**PROBLEM SET**
A: Do the following statements agree with the account below of buying concert tickets outside the Viennese Opera House? For each, answer yes or no and quote the deciding words of the account exactly.
(i) The ticket seller offered to carry the credit card partway around the building.
(ii) The tickets showed a row number and a seat number.
(iii) The tickets were paid for by credit card.
B: In the account below of buying tickets outside the Viennese Opera House, what kind of concert were the tickets for?
C: Carry on the account below of buying concert tickets outside the Viennese Opera House, beginning right after its final sentence.

Young men roamed around the Viennese Opera House approaching tourists to sell tickets to cultural events such as concerts and the ballet. One of them began to sell us tickets to a Mozart-Strauss concert. We first began to be suspicious when he offered to carry our credit card halfway around the outside of the building in apparent deference to me with my lopsided gait as I favored my sore, arthritic knee. Our doubt deepened when the tickets he produced had no row number or seat number despite his showing us our supposedly reserved seats on a concert hall map. We checked the name plaque he wore around his neck for authenticity. He reassured us that it’s traditional in Vienna to sell tickets this way. Nonetheless, we paid in cash rather than leave our credit card information with him. I lost sleep thinking of all the little indicia of the scam. How could we be so gullible? But what could we do except go to the concert hall and present our tickets in case they might be real? I was astonished when we were seated where the ticket seller promised. Sometimes when someone I know dies, I think, “Now they know the truth” about something they were blind to when they were alive. But I didn’t need to die to find out the truth about the ticket seller. I only needed to show up at a concert hall with his tickets.

**THE DATA**
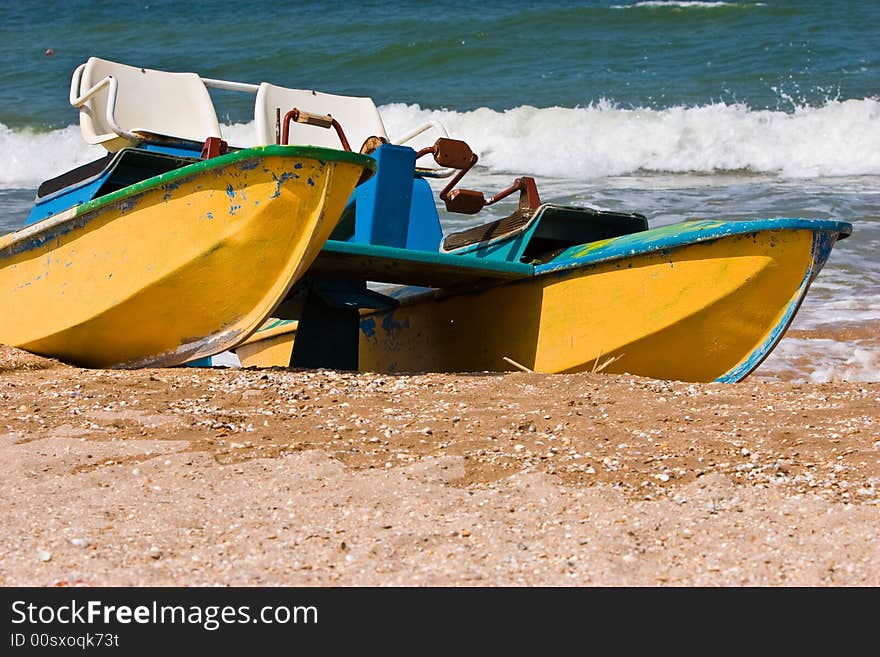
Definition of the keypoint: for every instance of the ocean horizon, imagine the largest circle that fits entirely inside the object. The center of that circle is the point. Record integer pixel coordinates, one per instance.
(676, 109)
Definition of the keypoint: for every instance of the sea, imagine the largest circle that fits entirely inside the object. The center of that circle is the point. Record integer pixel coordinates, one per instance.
(676, 109)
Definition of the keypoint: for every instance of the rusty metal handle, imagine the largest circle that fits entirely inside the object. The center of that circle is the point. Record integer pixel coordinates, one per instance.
(456, 154)
(307, 118)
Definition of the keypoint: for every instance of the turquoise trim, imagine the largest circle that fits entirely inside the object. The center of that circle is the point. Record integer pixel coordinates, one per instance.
(517, 269)
(822, 245)
(680, 234)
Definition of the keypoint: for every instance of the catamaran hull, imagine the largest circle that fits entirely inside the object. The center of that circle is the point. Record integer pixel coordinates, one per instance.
(700, 311)
(180, 266)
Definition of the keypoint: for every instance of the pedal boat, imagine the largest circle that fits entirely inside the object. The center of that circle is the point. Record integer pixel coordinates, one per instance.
(173, 246)
(179, 266)
(548, 289)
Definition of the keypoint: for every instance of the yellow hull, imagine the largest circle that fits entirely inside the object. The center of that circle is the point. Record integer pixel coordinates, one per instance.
(699, 312)
(181, 266)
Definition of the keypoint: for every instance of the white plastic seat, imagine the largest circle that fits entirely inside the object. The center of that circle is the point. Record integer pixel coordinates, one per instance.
(122, 105)
(357, 115)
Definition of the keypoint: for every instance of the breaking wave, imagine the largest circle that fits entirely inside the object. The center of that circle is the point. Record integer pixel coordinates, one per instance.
(839, 138)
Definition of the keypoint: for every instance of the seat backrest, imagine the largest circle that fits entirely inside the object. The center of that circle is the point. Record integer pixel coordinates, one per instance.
(358, 116)
(175, 105)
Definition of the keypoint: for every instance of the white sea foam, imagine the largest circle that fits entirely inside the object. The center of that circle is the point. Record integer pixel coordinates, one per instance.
(684, 4)
(820, 360)
(839, 138)
(30, 157)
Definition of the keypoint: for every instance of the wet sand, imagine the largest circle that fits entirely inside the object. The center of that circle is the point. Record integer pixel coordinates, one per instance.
(284, 477)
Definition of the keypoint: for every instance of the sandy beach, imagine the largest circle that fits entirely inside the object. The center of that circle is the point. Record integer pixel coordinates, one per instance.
(284, 477)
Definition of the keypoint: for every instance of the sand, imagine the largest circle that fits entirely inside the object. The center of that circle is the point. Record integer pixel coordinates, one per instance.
(285, 477)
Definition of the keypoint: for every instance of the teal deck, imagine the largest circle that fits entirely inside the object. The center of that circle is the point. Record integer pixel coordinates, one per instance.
(388, 264)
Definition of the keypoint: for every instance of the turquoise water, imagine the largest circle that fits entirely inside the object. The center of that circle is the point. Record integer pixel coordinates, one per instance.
(675, 109)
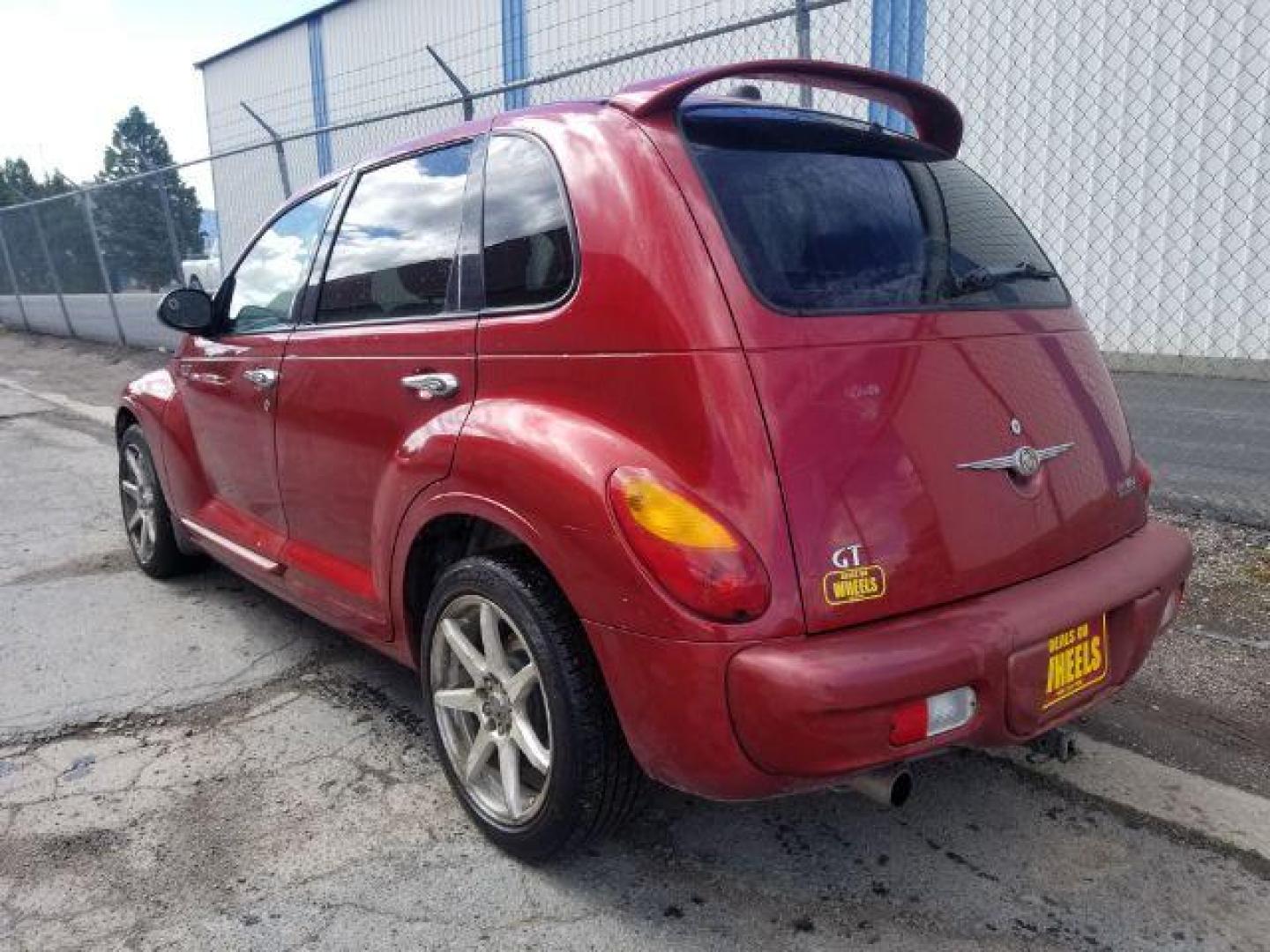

**ANSWERS TO THE EXERCISES**
A:
(i) Yes: "he offered to carry our credit card halfway around the outside of the building"
(ii) No: "the tickets he produced had no row number or seat number"
(iii) No: "we paid in cash rather than leave our credit card information with him"

B: A Mozart-Strauss concert.

C:
…
Warned of pickpockets and dishonest taxi drivers, I was not particularly looking forward to coming to Budapest. But she charmed me with her beauty in geography, architecture and statuary. She knows how to adorn her architecture with night lighting, and some of her statutes convincingly demonstrate movement. She has reclaimed her proud heritage after Nazi and communist takeovers. And now she even sports pedal beer bars on hot Friday afternoons. What’s not to like?
…
No one makes fashion statements in Budapest or Prague, and few women wear make-up. In Paris, by contrast, an aged woman stepped out of her apartment building dressed in black leather, glazed with make-up, to walk her dog.
…
The Danube is now a beautiful river, not green and odiferous as it was in the 1980s. She carries many tour boats between her shores as she courses through Europe. She is quieter and gentler than the Bosporus Strait between Europe and Asia, a fiercely energetic waterway with tankers and ships.
…
I think that by wearing a knee sleeve, taking frequent sitting breaks, and regularly imbibing anti-inflammatories and analgesics, I am pampering my arthritic knee. But by the tenth day I realize I actually am merely mollifying the aggravation I’m causing it by walking three or four miles a day in European cities over uneven stone, concrete or tiled surfaces. So sorry, dear knee. I promise to take up swimming upon my return to the States.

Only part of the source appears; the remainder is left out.